━━━ Input records
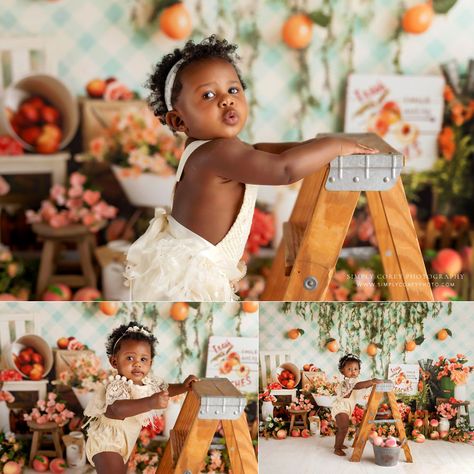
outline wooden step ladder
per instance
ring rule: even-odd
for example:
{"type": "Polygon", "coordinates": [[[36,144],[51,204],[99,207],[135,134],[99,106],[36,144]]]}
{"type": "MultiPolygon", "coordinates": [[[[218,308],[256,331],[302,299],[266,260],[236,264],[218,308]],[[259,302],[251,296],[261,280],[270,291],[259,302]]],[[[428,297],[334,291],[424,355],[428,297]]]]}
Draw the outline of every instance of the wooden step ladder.
{"type": "Polygon", "coordinates": [[[402,443],[403,451],[405,451],[405,458],[407,462],[413,462],[410,447],[407,443],[405,427],[402,422],[400,410],[398,409],[397,399],[395,398],[395,394],[393,393],[392,382],[384,382],[372,387],[372,391],[370,392],[369,396],[369,401],[367,402],[367,408],[365,409],[361,424],[354,438],[354,443],[352,444],[354,451],[352,452],[350,461],[360,461],[362,453],[364,452],[365,444],[367,443],[367,440],[369,438],[372,425],[377,424],[395,424],[398,430],[398,439],[402,443]],[[375,416],[377,415],[377,410],[379,408],[380,402],[383,399],[384,394],[388,398],[388,405],[392,410],[393,418],[390,420],[376,420],[375,416]]]}
{"type": "Polygon", "coordinates": [[[403,155],[373,133],[329,136],[352,138],[380,153],[338,157],[303,180],[262,299],[325,299],[357,201],[365,191],[390,299],[433,301],[400,178],[403,155]]]}
{"type": "Polygon", "coordinates": [[[219,421],[233,474],[257,474],[246,404],[245,397],[228,379],[194,383],[170,432],[157,474],[199,474],[219,421]]]}

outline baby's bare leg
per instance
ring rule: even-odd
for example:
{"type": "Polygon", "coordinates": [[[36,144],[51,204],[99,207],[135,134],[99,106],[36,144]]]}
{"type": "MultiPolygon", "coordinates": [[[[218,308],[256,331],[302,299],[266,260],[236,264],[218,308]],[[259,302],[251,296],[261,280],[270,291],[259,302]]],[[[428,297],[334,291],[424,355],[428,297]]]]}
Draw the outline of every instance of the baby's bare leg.
{"type": "Polygon", "coordinates": [[[123,463],[123,458],[119,453],[112,451],[105,451],[96,454],[92,461],[94,461],[97,474],[126,474],[127,467],[123,463]]]}
{"type": "Polygon", "coordinates": [[[336,415],[336,441],[334,443],[334,454],[338,456],[345,456],[344,440],[346,439],[347,431],[349,430],[349,416],[346,413],[339,413],[336,415]]]}

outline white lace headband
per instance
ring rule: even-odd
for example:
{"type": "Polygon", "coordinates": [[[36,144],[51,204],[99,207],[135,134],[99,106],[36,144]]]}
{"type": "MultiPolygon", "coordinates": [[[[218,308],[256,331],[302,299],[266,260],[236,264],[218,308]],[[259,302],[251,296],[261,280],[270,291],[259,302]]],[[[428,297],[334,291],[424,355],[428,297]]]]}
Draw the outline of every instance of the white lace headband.
{"type": "Polygon", "coordinates": [[[173,67],[170,69],[170,72],[166,76],[165,80],[165,104],[168,111],[173,110],[173,104],[171,103],[171,92],[173,92],[174,81],[176,80],[176,75],[181,64],[184,63],[184,58],[180,59],[173,67]]]}
{"type": "Polygon", "coordinates": [[[117,344],[118,342],[120,341],[120,339],[122,339],[127,333],[130,333],[130,332],[141,332],[142,334],[144,334],[145,336],[151,336],[151,332],[150,331],[147,331],[146,329],[144,328],[141,328],[141,327],[138,327],[138,326],[130,326],[116,341],[115,341],[115,344],[114,344],[114,347],[112,348],[112,354],[115,354],[115,348],[117,347],[117,344]]]}

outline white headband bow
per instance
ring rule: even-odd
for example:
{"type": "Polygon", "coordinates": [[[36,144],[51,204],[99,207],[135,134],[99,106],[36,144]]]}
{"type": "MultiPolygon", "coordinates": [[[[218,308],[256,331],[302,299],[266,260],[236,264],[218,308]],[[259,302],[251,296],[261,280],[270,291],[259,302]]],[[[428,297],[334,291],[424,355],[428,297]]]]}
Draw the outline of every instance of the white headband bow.
{"type": "Polygon", "coordinates": [[[115,341],[115,344],[114,344],[114,347],[112,348],[112,353],[114,354],[115,353],[115,348],[117,347],[117,344],[119,343],[119,341],[125,336],[125,334],[127,334],[128,332],[141,332],[142,334],[144,334],[145,336],[151,336],[151,332],[150,331],[147,331],[146,329],[143,329],[143,328],[140,328],[138,326],[130,326],[116,341],[115,341]]]}
{"type": "Polygon", "coordinates": [[[184,63],[184,58],[180,59],[173,67],[170,69],[170,72],[166,76],[165,80],[165,104],[168,112],[173,110],[173,104],[171,103],[171,92],[173,91],[174,81],[176,80],[176,75],[181,64],[184,63]]]}

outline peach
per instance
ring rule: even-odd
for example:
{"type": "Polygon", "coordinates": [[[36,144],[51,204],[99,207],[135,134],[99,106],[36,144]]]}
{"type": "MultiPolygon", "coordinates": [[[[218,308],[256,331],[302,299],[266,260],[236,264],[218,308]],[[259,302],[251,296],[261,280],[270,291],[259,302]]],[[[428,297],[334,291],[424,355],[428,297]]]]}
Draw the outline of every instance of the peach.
━━━━━━
# Problem to work on
Across the records above, in how many lines does the string "peach" appear? Reply with the figure alone.

# Solved exercise
2